Your task — Continue the description of the data analysis course from the point where it stops.

Given passage —
What puts former criminals on the right track? How can we prevent heart disease? Can Twitter predict election outcomes? What does a violent brain look like? How many social classes does 21st century society have? Are hospitals spending too much on health care, or too little?
Data analysis is the art and science of tackling questions like these by looking at data. Just as cartographers make maps to see what a country looks like, data analysts explore the hidden structures of data by creating informative pictures and summarizing relationships among variables. And just as doctors diagnose sick patients and advise healthy ones on how to stay healthy, data analysts predict important events and variables so we can act on this knowledge. Methods from statistics, machine learning, and data mining play an important part in this process, as well as visualizations that allow the analyst and other humans to better understand what we can conclude from the available facts.
During this course, you will actively learn how to apply the main statistical methods in data analysis and how to use machine learning algorithms and visualizing techniques. The course will go beyond linear and logistic regression, and thus continue where “Fundamental techniques in data science with R” ended. The course has a strongly practical, hands-on focus: rather than focusing on the mathematics and background of the discussed techniques, you will gain hands on experience in using them on real data during the course and interpreting the results.

Extracted records —

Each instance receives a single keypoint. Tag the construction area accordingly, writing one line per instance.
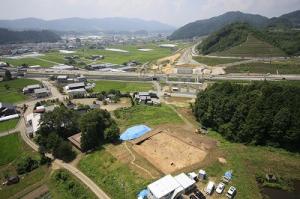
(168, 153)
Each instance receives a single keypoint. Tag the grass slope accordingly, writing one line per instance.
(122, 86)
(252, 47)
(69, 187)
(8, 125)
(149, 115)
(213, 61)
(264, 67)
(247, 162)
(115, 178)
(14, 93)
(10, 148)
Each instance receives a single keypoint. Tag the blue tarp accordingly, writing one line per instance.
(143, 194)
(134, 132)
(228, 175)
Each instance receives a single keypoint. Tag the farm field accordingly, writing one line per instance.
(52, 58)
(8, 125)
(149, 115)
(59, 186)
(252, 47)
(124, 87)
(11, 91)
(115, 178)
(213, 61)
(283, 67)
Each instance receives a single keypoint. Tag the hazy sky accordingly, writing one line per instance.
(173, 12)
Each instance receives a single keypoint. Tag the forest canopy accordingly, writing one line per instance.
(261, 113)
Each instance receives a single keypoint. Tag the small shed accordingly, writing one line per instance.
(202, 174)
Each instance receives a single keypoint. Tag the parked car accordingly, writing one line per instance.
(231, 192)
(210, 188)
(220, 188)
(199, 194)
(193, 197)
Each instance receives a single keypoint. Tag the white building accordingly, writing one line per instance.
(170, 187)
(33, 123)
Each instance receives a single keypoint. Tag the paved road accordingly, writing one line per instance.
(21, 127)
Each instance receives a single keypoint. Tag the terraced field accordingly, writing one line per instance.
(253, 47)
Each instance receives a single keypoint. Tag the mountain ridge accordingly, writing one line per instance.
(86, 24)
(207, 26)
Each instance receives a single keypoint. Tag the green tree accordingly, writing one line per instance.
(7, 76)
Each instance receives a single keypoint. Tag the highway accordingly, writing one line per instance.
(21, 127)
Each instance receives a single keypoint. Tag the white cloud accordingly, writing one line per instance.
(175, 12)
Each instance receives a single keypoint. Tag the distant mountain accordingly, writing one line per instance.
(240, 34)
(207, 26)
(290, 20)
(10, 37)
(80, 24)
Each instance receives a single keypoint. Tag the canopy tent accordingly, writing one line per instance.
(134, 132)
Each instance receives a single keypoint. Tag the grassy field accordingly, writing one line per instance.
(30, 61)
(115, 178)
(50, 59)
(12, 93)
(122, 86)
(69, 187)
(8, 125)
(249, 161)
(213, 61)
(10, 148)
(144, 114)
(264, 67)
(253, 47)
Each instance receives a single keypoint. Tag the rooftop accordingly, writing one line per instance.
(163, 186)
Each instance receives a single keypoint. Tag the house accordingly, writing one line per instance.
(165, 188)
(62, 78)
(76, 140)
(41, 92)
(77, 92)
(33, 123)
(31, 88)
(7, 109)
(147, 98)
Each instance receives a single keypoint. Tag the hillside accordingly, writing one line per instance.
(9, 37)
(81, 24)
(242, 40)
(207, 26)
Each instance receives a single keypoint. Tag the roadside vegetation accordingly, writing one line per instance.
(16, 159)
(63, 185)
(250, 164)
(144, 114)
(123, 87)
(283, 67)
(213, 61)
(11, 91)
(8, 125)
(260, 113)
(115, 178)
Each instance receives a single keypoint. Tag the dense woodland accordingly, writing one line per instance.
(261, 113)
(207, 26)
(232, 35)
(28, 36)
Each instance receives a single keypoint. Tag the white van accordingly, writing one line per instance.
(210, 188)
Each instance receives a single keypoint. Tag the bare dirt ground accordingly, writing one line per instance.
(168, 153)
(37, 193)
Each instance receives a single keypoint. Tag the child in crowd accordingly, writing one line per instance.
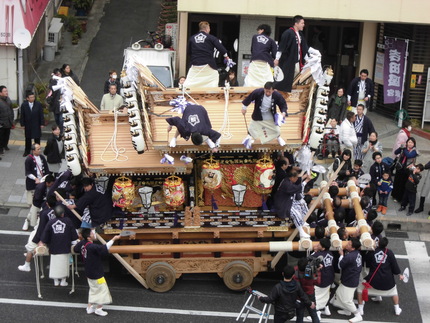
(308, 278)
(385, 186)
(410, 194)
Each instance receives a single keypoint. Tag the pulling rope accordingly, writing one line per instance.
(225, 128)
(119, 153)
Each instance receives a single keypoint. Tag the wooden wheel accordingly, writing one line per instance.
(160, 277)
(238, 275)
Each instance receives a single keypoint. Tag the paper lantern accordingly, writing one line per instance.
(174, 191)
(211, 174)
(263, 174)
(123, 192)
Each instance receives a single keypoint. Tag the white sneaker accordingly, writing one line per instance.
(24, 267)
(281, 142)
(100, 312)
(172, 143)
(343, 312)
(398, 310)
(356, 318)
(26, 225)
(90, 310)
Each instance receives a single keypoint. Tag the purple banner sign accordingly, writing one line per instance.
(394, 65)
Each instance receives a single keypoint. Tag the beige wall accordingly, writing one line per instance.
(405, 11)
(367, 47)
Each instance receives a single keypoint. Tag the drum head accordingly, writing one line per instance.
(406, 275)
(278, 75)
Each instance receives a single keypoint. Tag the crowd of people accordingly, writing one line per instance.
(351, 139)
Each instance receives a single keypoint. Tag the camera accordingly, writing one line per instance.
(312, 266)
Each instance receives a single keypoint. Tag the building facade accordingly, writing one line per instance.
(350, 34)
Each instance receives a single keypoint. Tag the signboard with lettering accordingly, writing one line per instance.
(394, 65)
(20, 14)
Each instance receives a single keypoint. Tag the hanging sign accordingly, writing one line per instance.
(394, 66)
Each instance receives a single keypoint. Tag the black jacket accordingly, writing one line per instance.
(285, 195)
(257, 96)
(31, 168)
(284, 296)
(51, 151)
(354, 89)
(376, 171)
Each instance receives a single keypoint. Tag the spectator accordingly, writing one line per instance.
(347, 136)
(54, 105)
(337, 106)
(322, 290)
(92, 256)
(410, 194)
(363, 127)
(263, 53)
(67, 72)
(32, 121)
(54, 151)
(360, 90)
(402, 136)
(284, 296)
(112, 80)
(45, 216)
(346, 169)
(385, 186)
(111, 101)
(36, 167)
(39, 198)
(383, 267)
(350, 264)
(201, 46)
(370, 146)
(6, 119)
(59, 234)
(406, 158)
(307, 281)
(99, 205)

Output below —
This course covers both classical and modern topics in data analysis and visualization:
- Exploratory data analysis (EDA);
- Supervised machine learning and statistical learning;
- Basic unsupervised learning techniques;
- Visualization (throughout the course).
Note that you need to register for this course during the FSW registration periods
(page is in Dutch). Note also that if you are not an FSS student, the registration period may differ from your habitual one.
This course is part of the minor Applied Data Science. If you also want to register for this minor you can do so via OSIRIS student
Also note that this course builds on the course Fundamental techniques in data science with R (course code: 201900026).
Students who cannot comply with the general entrance requirements mentioned (see below) are advised to take the pre-course for the ADS minor ADS: Basis van Onderzoeksmethoden en Statistiek
(code 201900025, Dutch taught). Students that cannot comply with entrance requirements, but believe to have the necessary background and skills are asked to provide further information on their eligibility. The course coordinator will decide on their eligibility.
Students should have at least followed an introductory statistics course of 7.5 EC, and familiarity with correlation and regression, comparing means and cross tabulations of categorical variables. We also expect that you have hands on experience in carrying out these analyses, with, for example, SPSS, Stata, R or SAS.